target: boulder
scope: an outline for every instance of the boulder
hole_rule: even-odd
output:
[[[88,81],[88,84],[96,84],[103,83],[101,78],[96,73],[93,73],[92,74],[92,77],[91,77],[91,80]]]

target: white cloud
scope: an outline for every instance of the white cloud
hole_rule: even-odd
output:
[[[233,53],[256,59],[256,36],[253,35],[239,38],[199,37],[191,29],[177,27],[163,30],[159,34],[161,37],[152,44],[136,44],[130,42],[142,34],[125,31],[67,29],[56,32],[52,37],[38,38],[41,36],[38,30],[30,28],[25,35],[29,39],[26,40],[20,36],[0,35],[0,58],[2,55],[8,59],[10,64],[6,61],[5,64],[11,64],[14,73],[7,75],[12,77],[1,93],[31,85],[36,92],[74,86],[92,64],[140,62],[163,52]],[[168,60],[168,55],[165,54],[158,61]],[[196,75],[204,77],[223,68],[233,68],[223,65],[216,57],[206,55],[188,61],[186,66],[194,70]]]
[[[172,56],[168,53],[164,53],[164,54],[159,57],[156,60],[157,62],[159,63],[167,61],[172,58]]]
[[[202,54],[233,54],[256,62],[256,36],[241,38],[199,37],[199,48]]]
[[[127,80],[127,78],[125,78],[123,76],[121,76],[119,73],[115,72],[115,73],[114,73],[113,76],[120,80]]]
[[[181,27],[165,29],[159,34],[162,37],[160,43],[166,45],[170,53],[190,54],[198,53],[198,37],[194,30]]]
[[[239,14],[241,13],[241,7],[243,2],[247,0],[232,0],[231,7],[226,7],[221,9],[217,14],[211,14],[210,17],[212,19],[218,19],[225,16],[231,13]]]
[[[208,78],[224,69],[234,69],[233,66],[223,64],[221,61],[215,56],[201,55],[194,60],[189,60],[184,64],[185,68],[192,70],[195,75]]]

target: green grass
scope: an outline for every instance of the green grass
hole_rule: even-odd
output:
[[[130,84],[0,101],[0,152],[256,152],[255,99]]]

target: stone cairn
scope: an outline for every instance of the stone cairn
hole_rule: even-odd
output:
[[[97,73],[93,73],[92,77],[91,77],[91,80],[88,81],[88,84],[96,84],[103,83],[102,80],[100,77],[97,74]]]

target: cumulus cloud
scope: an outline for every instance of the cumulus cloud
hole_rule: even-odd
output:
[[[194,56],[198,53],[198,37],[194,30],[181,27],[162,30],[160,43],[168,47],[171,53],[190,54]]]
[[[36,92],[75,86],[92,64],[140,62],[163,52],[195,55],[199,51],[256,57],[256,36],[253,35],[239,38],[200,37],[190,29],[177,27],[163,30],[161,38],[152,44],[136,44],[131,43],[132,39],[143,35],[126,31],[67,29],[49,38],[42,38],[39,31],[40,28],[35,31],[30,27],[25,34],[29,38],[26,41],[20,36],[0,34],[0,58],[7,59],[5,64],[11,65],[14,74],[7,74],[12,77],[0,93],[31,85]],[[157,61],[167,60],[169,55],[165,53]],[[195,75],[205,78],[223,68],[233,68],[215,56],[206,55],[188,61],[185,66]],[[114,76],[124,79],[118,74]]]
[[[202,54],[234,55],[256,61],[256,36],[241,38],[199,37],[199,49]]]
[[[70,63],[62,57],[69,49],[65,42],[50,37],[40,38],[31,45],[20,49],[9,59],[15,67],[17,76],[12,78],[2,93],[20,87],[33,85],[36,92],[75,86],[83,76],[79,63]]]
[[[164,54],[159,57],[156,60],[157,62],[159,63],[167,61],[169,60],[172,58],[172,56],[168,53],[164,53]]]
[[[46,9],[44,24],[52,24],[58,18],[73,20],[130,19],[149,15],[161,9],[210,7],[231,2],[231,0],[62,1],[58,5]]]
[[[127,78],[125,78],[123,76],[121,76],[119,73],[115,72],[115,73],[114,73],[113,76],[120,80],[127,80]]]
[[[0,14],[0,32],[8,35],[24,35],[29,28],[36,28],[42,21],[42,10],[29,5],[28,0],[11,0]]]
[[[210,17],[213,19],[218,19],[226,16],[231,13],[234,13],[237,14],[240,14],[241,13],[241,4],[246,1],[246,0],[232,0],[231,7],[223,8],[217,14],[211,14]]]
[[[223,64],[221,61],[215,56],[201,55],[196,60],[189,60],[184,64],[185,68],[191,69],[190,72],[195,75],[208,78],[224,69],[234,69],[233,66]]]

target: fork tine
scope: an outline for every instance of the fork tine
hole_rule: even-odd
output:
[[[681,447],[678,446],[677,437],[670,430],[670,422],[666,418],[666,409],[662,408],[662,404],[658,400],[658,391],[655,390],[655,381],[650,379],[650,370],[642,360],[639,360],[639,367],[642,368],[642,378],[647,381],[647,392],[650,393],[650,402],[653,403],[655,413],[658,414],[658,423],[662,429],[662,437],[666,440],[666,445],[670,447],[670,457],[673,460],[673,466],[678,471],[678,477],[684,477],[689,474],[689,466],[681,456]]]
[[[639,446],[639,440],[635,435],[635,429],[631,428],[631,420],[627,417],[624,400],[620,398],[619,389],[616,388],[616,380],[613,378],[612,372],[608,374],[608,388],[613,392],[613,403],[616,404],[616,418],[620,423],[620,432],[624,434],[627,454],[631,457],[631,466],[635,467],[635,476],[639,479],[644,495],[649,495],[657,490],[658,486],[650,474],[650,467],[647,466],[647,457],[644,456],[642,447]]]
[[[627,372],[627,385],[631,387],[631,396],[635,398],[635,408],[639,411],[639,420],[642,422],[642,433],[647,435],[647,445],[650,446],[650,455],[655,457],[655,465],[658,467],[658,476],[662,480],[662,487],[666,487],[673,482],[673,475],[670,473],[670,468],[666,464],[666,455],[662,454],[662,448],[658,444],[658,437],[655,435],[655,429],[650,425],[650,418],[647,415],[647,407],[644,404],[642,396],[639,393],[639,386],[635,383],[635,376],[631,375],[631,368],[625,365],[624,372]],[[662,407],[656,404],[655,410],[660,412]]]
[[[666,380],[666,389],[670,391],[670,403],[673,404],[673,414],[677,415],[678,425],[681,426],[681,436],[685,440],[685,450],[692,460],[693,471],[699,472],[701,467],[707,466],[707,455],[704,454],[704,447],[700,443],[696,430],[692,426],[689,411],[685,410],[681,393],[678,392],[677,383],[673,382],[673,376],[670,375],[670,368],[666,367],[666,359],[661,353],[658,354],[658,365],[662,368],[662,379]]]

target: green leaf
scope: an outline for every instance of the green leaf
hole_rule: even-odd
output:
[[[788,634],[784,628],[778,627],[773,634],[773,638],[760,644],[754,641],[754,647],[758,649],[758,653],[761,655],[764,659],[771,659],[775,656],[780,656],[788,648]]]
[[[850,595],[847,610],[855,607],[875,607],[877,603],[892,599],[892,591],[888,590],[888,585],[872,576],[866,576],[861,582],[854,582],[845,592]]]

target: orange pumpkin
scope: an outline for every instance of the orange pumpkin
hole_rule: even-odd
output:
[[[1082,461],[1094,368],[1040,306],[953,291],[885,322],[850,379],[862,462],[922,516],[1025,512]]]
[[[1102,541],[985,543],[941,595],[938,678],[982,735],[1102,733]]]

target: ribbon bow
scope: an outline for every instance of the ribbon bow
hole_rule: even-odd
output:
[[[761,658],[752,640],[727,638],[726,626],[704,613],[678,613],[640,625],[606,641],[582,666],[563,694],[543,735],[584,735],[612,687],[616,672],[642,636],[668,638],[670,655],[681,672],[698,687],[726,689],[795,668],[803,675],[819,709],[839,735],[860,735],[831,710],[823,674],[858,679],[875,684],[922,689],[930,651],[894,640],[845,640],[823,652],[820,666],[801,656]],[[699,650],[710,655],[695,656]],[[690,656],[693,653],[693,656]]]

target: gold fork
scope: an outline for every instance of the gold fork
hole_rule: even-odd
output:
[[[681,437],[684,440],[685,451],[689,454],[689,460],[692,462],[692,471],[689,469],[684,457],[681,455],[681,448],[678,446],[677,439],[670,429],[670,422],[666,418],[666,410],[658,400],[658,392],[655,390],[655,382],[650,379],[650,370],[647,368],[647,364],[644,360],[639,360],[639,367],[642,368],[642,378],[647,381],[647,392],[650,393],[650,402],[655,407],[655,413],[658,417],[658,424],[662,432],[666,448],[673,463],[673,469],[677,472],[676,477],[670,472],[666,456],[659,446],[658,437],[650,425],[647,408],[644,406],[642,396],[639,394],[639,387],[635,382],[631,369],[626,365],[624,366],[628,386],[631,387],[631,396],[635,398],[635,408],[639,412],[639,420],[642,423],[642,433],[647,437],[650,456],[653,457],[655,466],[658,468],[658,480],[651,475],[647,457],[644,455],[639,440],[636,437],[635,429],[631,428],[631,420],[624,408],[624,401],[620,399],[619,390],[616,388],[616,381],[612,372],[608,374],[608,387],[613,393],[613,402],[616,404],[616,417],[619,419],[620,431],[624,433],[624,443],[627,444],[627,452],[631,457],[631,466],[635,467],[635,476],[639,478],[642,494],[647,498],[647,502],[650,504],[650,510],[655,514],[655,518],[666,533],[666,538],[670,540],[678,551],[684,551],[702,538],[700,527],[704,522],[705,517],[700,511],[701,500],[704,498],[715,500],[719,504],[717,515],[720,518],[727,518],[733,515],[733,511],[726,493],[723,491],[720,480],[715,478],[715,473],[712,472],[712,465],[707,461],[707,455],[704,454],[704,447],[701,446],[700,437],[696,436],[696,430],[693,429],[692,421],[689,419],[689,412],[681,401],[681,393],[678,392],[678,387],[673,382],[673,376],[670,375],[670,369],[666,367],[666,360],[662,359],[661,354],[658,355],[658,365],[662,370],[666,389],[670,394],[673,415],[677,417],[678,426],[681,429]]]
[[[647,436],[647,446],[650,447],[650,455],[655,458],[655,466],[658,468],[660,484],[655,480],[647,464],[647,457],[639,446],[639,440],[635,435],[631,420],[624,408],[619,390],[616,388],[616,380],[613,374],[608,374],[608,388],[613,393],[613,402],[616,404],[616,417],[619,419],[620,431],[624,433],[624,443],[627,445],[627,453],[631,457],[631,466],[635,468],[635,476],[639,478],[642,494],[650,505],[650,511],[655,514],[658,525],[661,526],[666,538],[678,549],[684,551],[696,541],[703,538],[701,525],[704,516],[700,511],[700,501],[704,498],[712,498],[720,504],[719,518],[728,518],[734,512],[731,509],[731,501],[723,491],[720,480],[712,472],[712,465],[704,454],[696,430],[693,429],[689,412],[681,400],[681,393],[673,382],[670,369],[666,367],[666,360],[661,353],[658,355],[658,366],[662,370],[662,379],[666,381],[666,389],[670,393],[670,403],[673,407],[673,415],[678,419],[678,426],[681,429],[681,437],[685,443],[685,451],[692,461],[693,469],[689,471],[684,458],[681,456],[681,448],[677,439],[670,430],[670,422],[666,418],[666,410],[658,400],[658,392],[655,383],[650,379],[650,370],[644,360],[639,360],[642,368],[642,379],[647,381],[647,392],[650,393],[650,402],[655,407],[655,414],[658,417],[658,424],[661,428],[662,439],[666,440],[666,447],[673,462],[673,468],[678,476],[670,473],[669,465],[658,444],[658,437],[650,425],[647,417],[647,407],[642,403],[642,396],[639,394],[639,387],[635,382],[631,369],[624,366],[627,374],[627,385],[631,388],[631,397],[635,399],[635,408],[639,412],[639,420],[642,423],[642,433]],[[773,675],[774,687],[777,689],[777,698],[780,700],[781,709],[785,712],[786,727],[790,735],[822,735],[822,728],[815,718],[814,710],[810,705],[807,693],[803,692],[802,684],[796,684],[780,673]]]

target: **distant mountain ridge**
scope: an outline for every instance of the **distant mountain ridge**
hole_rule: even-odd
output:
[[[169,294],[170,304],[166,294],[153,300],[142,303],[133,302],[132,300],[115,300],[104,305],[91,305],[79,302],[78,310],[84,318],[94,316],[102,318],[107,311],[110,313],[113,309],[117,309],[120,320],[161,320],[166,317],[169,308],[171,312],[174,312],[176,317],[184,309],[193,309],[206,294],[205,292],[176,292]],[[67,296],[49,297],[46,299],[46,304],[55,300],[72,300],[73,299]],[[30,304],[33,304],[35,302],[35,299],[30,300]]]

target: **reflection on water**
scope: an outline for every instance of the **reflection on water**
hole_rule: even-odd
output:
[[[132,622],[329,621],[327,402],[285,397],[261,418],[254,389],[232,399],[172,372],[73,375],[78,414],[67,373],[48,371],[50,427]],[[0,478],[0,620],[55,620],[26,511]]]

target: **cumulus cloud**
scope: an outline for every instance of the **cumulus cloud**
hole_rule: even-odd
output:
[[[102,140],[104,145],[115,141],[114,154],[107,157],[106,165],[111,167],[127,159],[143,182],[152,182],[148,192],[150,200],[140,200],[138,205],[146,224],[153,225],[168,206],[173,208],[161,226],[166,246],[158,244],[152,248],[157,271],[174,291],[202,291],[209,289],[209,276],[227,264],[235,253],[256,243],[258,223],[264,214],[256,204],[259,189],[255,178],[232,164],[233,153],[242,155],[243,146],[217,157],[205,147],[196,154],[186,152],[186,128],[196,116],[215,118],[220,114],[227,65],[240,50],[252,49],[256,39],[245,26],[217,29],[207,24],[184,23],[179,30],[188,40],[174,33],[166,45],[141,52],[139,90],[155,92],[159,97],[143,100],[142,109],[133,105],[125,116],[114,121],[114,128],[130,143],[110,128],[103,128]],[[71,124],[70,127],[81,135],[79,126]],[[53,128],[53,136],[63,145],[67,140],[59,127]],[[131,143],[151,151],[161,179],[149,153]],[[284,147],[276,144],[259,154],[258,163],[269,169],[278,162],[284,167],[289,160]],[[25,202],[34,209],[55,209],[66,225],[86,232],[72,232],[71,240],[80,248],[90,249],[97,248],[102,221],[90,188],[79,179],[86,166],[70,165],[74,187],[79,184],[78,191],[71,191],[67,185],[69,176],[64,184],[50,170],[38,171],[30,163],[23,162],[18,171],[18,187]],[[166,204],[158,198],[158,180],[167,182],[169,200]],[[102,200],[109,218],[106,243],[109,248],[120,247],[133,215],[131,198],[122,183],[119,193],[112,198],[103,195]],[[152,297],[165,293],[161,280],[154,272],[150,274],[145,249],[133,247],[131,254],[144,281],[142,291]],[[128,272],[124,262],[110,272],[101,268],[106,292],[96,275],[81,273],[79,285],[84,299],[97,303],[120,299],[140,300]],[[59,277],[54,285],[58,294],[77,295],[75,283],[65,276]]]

Given task |
Print nothing but the lines from the line with "target: **reflection on water**" to the last line of the records above. Both of those lines count.

Exercise answer |
target: **reflection on water**
scope: an outline for every instance of the **reflection on water**
hole_rule: even-odd
output:
[[[132,622],[329,621],[327,402],[285,397],[261,418],[254,389],[232,399],[172,372],[73,375],[78,414],[67,373],[48,371],[50,427]],[[0,478],[0,620],[55,620],[26,511]]]

target: **cumulus cloud**
scope: an outline for every instance of the **cumulus cloud**
hole_rule: even-odd
output:
[[[102,140],[104,145],[115,141],[114,154],[107,157],[106,165],[111,167],[127,159],[143,182],[152,182],[148,192],[150,200],[140,200],[138,205],[146,224],[153,225],[168,206],[173,208],[161,226],[166,246],[158,244],[152,248],[157,271],[174,291],[202,291],[209,289],[209,276],[227,264],[235,253],[256,243],[258,223],[264,214],[256,204],[259,189],[255,178],[232,164],[233,153],[242,155],[243,146],[217,157],[205,147],[196,154],[186,152],[186,128],[196,116],[215,118],[220,114],[227,65],[240,50],[252,49],[256,39],[245,26],[217,29],[207,24],[184,23],[179,30],[188,40],[174,33],[166,45],[141,52],[139,90],[155,92],[159,97],[143,100],[142,109],[133,105],[125,116],[114,121],[114,128],[130,143],[110,128],[103,128]],[[71,124],[70,127],[81,135],[79,126]],[[53,128],[53,136],[63,145],[67,140],[59,127]],[[131,143],[151,151],[161,179],[149,153]],[[284,147],[276,144],[259,154],[258,163],[269,169],[278,162],[284,167],[289,160]],[[25,202],[34,209],[55,209],[66,225],[86,232],[72,232],[71,240],[80,248],[90,249],[97,248],[102,221],[90,188],[79,179],[86,166],[70,165],[74,187],[79,184],[78,191],[71,191],[67,185],[69,176],[64,184],[50,170],[38,171],[30,163],[23,162],[18,171],[18,187]],[[166,204],[158,198],[158,180],[167,182],[169,200]],[[102,200],[109,218],[106,243],[109,248],[120,247],[133,215],[131,198],[122,183],[119,193],[112,198],[103,195]],[[152,297],[165,293],[161,280],[154,272],[150,274],[145,249],[133,247],[131,254],[144,281],[142,291]],[[128,272],[124,262],[110,272],[101,268],[106,292],[96,275],[81,273],[79,285],[84,299],[97,303],[120,299],[140,300]],[[59,277],[54,285],[58,294],[77,295],[75,283],[65,276]]]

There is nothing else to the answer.